What you need to do:
Output all records verbatim.

Dataset entries

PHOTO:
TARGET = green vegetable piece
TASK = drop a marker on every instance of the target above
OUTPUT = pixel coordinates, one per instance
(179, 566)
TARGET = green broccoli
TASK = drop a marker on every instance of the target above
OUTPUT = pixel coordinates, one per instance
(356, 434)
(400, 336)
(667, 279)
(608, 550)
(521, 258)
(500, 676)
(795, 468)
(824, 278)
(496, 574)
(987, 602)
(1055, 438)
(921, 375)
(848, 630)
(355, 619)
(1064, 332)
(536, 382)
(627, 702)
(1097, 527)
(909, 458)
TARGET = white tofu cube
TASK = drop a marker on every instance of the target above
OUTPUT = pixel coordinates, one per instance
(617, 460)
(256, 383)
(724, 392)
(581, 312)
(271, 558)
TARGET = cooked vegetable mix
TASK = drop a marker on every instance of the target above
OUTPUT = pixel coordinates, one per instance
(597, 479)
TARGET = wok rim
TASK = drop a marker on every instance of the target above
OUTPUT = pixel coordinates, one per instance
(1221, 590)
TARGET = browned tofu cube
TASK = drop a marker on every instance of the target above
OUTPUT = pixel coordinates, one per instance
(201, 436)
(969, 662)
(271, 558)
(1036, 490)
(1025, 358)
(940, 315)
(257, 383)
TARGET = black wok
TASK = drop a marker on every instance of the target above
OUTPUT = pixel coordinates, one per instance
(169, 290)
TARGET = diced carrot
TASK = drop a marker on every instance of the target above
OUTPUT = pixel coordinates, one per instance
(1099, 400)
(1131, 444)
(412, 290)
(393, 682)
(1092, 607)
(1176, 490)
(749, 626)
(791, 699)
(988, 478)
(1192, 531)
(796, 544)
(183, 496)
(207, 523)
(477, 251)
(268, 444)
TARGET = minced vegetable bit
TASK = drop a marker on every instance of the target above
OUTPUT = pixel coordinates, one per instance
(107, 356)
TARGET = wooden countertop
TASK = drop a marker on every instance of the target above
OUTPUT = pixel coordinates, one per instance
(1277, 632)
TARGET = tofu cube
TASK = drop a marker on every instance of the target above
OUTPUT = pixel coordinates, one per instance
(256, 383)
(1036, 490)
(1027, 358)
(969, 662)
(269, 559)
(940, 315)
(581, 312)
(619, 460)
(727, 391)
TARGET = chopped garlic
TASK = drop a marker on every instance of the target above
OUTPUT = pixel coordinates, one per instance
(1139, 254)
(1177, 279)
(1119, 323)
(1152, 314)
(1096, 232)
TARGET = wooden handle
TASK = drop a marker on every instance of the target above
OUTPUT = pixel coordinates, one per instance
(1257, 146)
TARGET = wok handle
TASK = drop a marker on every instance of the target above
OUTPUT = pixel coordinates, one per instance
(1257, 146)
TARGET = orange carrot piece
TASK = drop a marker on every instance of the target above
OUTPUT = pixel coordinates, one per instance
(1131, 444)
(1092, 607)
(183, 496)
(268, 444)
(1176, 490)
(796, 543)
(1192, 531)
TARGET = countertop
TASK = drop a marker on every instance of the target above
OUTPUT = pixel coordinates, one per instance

Output for this task:
PHOTO:
TARGET = green vegetable piece
TASK = drop a marker on every instance of the target above
OUTPUT = pixel coordinates, one per instance
(179, 566)
TARGET = green broccoli
TASK = drop a marker on every instance of the target above
OUTPUT = pixel coordinates, one per instance
(356, 434)
(400, 336)
(667, 279)
(608, 550)
(521, 258)
(500, 676)
(795, 468)
(824, 278)
(496, 574)
(987, 602)
(1055, 438)
(921, 375)
(848, 630)
(355, 619)
(1064, 332)
(536, 382)
(627, 702)
(1097, 527)
(909, 458)
TARGET = white tofu cube
TASK = drop a marker on every instance of the target above
OUTPUT = pixel coordinates, one per instance
(617, 460)
(256, 383)
(724, 392)
(581, 312)
(271, 558)
TARGET = cooked vegetable mix
TASK = drop a marker on every instance of the target above
OUTPUT = pixel coordinates, one per instance
(597, 479)
TARGET = wok rim
TASK = drop a marker on every instance of the target above
OUTPUT = pixel coordinates, one per instance
(1221, 590)
TARGET = browned tofu cube
TASK = drop a marker on every instance of the target above
OUTPUT = pixel coordinates, one per instance
(201, 436)
(969, 662)
(271, 558)
(1036, 490)
(1025, 358)
(940, 315)
(257, 383)
TARGET = black wok
TASK = drop a marker on every instance of the target above
OUTPUT = pixel coordinates, one per instance
(169, 290)
TARGET = diced carrot
TASK = drop a marker on every instance of the target above
OUTPUT = pixel coordinates, one per instance
(1099, 400)
(1131, 444)
(412, 290)
(393, 682)
(1092, 607)
(1176, 490)
(749, 626)
(791, 699)
(988, 478)
(1192, 531)
(796, 544)
(183, 496)
(207, 523)
(477, 251)
(268, 444)
TARGET = minced vegetable bit
TASK = drop a marker on every instance of the target above
OUTPUT = pixel coordinates, one per instance
(107, 356)
TARGET = wooden countertop
TASK = drop a marker on every instance of the target above
OUTPUT = pixel coordinates, one per instance
(1277, 632)
TARGET = tofu cube
TASK = drop a marker on every instance of the target above
OUTPUT = pixel coordinates, one per instance
(256, 383)
(1036, 490)
(1027, 358)
(969, 662)
(269, 559)
(940, 315)
(581, 312)
(619, 460)
(727, 391)
TARGET = chopped garlic
TASK = drop a marker on every instance of the target above
OUTPUT = pixel coordinates, one per instance
(1139, 254)
(1177, 279)
(1119, 323)
(1152, 314)
(1096, 232)
TARGET = wooden handle
TASK = drop a marker on every instance of the target above
OUTPUT = pixel coordinates, one per instance
(1257, 146)
TARGET = wok handle
TASK = drop a marker on every instance of the target above
OUTPUT = pixel coordinates, one per instance
(1257, 146)
TARGET = orange carrot piece
TASK = drop a marker on every instance of the target above
OUTPUT = pixel coordinates, one per instance
(1131, 444)
(1092, 607)
(183, 496)
(268, 444)
(1176, 490)
(796, 543)
(1192, 531)
TARGET = countertop
TASK = drop a marker on every instance of the target above
OUTPUT = pixel coordinates, one per instance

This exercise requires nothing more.